● GOAL: Every line from the one with "Objective — one marker on every instance of the man's head" to the end of the data needs to be copied exactly, and no line before it.

● EXERCISE DATA:
☆ ☆ ☆
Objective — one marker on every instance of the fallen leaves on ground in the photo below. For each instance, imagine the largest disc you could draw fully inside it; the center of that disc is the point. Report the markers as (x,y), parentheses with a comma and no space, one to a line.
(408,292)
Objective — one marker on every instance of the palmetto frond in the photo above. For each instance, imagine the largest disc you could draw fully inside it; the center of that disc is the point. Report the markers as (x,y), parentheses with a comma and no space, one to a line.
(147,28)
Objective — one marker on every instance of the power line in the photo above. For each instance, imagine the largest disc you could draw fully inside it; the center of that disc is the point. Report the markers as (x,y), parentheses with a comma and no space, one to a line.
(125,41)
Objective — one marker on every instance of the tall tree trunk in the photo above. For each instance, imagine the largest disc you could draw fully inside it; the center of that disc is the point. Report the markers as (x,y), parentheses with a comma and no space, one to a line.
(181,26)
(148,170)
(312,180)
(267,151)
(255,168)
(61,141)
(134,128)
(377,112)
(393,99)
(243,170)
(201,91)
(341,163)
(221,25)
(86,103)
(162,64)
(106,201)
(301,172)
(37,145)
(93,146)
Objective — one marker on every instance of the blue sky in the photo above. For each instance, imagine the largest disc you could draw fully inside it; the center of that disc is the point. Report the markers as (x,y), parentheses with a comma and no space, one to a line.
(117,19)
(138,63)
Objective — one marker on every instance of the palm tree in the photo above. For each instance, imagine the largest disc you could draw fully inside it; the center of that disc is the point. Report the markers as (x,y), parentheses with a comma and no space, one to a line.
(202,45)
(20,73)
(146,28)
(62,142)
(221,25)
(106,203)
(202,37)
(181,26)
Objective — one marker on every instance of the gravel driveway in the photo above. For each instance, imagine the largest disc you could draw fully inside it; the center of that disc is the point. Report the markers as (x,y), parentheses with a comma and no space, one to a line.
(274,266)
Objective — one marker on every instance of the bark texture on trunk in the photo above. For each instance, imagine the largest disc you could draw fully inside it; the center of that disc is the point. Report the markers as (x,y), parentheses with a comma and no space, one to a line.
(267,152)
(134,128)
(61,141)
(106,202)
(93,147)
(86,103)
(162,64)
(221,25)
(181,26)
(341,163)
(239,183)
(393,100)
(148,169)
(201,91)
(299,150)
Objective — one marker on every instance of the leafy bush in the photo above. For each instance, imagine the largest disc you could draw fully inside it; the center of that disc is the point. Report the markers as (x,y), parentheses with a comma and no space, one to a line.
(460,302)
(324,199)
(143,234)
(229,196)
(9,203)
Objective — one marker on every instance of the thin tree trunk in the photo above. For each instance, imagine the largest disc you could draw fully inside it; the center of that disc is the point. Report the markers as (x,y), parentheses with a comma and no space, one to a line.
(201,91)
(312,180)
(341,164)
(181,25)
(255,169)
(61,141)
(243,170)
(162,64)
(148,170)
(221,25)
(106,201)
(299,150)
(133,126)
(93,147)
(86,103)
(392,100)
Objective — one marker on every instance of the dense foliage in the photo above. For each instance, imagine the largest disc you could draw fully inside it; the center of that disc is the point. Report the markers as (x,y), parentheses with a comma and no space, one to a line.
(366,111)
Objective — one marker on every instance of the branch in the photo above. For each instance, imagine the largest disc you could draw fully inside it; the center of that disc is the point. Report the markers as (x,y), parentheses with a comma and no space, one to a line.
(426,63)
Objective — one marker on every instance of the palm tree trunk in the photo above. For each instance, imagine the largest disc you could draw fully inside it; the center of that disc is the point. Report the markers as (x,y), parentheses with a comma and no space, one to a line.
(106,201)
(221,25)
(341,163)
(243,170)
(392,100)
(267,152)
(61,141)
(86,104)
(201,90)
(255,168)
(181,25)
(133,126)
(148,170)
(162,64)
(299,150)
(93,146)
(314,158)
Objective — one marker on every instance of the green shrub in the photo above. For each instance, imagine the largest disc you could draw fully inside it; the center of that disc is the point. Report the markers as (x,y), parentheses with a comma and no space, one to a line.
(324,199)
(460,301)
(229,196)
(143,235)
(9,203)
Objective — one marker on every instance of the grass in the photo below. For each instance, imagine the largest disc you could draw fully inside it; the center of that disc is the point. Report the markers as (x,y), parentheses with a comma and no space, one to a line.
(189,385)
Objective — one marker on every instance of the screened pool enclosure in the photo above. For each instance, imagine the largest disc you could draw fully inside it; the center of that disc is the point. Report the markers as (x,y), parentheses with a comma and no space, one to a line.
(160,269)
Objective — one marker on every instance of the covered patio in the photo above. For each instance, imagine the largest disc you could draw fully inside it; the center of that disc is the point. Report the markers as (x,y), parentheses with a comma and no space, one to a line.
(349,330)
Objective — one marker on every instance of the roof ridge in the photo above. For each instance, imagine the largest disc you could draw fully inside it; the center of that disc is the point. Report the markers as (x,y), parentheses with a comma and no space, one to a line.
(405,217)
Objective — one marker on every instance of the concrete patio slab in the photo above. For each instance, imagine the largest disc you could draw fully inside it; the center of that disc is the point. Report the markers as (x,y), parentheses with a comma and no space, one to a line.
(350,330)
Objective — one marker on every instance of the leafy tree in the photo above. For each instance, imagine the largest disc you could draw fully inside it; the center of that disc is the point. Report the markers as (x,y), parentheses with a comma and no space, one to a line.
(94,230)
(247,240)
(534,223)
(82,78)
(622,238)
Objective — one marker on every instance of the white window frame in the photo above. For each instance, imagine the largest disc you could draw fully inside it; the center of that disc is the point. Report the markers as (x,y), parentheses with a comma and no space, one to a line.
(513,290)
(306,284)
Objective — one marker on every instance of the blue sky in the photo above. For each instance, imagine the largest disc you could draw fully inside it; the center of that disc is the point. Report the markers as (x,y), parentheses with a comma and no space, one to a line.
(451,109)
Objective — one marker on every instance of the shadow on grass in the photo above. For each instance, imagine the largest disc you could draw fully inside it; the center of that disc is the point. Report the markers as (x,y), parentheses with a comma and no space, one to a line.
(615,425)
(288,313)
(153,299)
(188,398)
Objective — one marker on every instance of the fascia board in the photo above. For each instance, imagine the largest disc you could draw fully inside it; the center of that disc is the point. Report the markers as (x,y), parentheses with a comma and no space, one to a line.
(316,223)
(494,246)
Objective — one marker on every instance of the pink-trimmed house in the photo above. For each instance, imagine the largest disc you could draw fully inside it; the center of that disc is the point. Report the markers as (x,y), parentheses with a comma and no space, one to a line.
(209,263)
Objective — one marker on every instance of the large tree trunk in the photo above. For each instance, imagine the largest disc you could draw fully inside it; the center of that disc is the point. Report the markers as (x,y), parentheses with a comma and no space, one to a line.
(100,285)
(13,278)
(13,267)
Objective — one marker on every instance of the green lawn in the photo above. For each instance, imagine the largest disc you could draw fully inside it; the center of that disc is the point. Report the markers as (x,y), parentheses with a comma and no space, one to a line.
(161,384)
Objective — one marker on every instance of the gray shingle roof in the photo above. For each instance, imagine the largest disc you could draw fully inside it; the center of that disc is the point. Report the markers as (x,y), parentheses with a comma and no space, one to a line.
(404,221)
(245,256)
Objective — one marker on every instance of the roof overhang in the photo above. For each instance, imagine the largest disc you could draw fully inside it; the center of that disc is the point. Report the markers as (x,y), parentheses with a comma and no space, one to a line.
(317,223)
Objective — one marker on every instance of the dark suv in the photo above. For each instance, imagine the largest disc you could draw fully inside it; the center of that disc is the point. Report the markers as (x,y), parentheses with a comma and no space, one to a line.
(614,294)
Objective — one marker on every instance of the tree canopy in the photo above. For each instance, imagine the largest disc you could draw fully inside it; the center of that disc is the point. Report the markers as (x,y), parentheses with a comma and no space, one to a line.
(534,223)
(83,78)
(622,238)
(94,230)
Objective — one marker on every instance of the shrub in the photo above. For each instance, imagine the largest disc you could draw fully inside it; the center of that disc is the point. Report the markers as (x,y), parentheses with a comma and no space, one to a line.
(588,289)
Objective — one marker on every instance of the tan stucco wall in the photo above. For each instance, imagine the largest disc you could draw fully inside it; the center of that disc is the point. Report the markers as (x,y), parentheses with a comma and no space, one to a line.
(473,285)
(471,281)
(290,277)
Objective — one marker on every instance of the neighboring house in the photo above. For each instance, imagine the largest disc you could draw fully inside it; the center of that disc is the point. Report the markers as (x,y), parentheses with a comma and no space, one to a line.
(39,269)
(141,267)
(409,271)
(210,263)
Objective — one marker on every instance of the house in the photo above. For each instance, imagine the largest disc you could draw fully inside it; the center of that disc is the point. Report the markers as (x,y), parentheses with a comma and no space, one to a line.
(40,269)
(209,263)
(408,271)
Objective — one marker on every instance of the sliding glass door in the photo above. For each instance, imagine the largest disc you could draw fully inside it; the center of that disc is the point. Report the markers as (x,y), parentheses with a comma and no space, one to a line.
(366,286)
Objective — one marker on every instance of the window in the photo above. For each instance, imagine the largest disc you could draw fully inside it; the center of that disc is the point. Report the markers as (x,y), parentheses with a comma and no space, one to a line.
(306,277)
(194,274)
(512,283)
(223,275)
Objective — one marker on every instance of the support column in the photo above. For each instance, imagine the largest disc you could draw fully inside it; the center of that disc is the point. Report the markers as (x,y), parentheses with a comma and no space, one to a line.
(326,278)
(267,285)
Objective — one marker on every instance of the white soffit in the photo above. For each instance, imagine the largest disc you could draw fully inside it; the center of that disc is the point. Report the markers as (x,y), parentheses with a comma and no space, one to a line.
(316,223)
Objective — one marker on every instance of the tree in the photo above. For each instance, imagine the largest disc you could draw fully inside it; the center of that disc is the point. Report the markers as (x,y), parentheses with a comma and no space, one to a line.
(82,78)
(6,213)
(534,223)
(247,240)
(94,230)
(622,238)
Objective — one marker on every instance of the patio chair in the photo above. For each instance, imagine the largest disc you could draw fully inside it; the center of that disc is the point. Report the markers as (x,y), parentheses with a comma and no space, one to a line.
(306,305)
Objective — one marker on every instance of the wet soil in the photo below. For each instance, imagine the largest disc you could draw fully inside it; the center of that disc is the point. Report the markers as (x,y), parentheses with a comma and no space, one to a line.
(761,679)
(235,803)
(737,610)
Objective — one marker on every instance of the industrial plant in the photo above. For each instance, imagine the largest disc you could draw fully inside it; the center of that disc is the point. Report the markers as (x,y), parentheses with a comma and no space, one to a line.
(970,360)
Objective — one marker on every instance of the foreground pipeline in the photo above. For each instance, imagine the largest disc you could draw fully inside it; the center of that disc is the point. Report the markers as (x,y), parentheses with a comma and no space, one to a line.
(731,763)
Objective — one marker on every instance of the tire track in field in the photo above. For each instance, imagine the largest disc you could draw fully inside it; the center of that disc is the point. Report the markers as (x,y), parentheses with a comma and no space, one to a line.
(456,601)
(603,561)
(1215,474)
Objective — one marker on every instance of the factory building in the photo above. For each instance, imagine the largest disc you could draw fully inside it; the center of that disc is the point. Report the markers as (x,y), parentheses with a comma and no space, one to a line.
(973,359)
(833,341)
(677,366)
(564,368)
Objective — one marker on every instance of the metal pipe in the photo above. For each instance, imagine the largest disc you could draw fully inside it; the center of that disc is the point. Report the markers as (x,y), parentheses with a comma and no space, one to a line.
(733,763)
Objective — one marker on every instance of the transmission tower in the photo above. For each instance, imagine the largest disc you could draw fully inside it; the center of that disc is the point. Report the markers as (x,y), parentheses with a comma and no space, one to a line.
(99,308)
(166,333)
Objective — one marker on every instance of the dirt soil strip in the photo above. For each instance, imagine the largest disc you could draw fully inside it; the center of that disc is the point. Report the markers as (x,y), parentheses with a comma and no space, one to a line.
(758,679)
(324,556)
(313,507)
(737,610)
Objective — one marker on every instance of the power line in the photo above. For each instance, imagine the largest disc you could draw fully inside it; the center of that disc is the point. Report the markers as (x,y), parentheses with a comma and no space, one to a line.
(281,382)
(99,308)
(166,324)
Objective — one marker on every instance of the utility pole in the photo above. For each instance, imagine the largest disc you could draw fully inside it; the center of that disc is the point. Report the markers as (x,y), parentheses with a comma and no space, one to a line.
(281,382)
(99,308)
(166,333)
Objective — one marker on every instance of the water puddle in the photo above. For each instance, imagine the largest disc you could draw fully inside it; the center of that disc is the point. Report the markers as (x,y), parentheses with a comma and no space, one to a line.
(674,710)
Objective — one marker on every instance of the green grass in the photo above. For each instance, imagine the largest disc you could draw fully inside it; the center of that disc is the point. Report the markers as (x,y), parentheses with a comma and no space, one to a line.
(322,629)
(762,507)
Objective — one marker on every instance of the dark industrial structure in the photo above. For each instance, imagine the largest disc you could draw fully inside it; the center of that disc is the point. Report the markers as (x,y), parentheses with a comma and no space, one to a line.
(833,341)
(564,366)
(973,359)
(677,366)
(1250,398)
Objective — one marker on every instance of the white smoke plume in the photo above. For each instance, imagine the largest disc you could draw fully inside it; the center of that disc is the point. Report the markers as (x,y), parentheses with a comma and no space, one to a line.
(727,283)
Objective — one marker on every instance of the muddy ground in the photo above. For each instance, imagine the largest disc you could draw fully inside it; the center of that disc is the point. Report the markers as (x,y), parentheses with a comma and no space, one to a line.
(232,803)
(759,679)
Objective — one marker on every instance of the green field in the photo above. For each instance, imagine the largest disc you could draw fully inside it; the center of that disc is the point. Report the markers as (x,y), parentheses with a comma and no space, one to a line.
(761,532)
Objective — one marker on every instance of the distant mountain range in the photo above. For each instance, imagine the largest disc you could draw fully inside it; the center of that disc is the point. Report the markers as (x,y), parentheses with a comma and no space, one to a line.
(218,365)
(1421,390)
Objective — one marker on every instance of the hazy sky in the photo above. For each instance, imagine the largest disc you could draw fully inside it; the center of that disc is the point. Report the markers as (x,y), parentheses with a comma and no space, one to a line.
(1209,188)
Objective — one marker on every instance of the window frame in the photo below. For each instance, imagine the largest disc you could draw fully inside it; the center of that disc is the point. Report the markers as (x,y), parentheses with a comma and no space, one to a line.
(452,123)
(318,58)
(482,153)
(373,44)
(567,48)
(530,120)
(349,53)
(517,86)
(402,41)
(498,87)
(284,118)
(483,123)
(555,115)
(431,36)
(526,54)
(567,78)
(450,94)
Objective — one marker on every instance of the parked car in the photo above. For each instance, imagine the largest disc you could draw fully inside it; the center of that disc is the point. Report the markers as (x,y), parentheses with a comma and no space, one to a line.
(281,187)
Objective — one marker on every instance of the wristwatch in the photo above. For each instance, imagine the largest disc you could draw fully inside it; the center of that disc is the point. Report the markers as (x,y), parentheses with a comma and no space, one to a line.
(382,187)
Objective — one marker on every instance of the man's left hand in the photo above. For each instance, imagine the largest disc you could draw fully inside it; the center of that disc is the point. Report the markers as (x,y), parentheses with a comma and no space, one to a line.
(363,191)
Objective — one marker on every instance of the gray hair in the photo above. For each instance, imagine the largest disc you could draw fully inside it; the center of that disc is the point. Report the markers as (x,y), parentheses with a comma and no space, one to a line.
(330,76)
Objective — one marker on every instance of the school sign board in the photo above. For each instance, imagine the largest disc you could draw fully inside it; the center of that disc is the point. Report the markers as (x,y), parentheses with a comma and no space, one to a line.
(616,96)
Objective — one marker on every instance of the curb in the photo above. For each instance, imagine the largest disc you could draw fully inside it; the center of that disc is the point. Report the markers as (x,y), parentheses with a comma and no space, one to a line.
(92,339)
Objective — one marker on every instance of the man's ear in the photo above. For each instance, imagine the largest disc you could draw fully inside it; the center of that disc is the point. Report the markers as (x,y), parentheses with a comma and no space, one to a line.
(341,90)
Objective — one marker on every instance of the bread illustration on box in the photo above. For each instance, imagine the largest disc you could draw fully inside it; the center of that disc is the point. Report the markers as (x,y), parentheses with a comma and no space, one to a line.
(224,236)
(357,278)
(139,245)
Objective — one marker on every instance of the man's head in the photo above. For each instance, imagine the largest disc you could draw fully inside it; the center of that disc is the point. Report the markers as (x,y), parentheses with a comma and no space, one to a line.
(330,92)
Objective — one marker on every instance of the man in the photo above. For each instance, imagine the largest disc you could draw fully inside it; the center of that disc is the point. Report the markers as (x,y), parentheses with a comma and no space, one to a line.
☆ ☆ ☆
● EXERCISE OUTPUT:
Objective — one marker on every instance of the man's head in the photo above. For each instance, imagine the largest disc you could draw fully inside it; the center of that disc is the point. Report the markers as (x,y), parentheses with a comma and no space, one to a line.
(330,92)
Objective — one marker on every instance of the man in the photo above. For each instance, imagine the largest disc you could draw fully inside it; the center of that disc is the point. Report the markers as (x,y), parentheses with a comma and no space, one to a line.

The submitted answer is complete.